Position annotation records
◇ ◇ ◇ ◇ ◇

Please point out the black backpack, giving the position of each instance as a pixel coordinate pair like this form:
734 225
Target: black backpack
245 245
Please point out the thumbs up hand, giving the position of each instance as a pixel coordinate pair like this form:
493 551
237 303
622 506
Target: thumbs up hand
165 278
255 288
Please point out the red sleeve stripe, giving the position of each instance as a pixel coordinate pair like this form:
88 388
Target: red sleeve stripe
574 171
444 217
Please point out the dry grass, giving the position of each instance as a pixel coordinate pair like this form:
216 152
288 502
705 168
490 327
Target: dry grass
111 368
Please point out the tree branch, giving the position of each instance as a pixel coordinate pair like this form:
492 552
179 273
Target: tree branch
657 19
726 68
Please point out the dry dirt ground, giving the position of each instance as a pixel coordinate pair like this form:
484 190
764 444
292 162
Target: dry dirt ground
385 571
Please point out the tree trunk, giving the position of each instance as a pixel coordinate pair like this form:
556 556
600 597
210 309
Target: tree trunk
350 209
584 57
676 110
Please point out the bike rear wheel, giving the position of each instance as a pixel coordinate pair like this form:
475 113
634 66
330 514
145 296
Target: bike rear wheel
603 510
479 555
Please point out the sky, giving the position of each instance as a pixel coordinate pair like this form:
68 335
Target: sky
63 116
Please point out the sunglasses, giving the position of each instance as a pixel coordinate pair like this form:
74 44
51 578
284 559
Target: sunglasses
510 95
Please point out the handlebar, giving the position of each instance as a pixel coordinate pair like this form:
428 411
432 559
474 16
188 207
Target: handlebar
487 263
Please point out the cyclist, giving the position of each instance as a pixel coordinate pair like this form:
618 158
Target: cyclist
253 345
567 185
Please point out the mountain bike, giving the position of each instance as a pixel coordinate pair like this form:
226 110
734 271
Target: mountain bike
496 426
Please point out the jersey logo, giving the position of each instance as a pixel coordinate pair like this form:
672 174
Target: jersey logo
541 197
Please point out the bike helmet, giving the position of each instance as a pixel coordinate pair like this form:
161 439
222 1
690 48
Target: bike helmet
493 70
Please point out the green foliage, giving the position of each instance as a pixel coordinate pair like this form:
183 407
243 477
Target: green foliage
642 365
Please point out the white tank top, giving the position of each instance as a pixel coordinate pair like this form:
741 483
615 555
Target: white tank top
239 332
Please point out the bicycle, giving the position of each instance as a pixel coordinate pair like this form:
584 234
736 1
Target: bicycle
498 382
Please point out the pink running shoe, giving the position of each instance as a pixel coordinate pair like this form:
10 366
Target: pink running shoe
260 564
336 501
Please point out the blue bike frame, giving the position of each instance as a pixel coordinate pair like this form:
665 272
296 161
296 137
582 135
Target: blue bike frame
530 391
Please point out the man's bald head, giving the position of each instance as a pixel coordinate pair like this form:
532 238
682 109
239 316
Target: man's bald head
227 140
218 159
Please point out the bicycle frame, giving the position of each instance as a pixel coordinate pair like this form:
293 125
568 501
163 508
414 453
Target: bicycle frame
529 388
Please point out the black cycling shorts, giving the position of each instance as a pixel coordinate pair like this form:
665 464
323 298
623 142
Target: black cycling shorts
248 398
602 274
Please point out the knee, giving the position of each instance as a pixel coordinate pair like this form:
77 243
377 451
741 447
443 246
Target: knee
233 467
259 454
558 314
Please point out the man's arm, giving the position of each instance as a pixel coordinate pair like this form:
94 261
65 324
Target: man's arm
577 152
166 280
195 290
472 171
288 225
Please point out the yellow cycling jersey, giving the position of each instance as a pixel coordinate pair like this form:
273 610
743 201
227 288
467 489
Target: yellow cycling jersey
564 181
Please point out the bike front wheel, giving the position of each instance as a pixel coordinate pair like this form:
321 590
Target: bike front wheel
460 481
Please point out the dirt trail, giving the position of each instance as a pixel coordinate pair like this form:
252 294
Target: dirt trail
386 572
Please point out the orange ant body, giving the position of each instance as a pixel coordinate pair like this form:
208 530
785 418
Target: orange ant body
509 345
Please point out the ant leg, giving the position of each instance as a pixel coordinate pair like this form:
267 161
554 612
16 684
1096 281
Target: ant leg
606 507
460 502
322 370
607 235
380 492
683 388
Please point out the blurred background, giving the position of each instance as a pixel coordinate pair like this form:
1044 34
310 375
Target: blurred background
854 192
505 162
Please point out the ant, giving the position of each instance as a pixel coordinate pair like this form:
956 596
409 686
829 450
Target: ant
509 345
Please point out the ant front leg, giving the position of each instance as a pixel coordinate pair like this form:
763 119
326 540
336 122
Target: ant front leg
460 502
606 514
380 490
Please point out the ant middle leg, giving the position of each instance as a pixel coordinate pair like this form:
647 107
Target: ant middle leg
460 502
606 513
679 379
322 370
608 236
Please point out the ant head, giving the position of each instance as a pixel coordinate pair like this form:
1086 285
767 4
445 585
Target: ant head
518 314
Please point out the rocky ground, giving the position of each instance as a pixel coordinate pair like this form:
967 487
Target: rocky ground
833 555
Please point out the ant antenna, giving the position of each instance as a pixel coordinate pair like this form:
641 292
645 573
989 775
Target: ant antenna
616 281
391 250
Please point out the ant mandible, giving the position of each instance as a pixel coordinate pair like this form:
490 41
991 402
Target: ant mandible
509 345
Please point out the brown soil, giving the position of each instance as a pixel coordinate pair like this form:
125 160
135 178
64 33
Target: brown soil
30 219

◇ ◇ ◇ ◇ ◇

## EXERCISE
Exactly reproduce the lines that run from the line with "Please point out the blurred" through the last line of the records, inclusive.

## RESULT FOR THIS TASK
Please point out the blurred background, giving the position of each instance as a pixel coordinate pair like this form:
1044 34
310 375
Target: blurred background
854 192
505 162
Please point out the ant, giving the position of each instance as a pixel coordinate pair like this form:
956 596
409 686
829 450
Target: ant
509 345
Please point out the ant front leg, giving the position of each instance as a pixel coordinate pair like this form:
763 119
326 540
336 122
Target: ant front leg
460 502
606 514
380 490
Please point out the ant middle leg, giving the position of each instance as a pixel coordinate pair like this form:
647 107
Target: ant middle leg
460 502
606 513
679 379
322 370
608 236
Please point out the ant head, giving the position of each instance as a pixel coordinate pair like this form:
1086 285
767 4
445 585
Target: ant head
518 314
Please point out the rocky ground, giving the position of each instance as a pixel coordinate pair like this form:
967 487
Target: rocky ground
833 555
Please point out the ant antenna, giving the position of each instance as a pixel coordinate pair like this form:
641 292
645 573
989 775
Target: ant antenna
616 281
391 250
Please point out the ant mandible, giving the position of each instance as a pixel coordinate pair like this form:
490 41
991 402
Target: ant mandible
509 345
Please point out the brown soil, giving the position of each instance as a pixel coordinate pair like this form:
125 160
135 178
64 33
Target: brown soil
30 219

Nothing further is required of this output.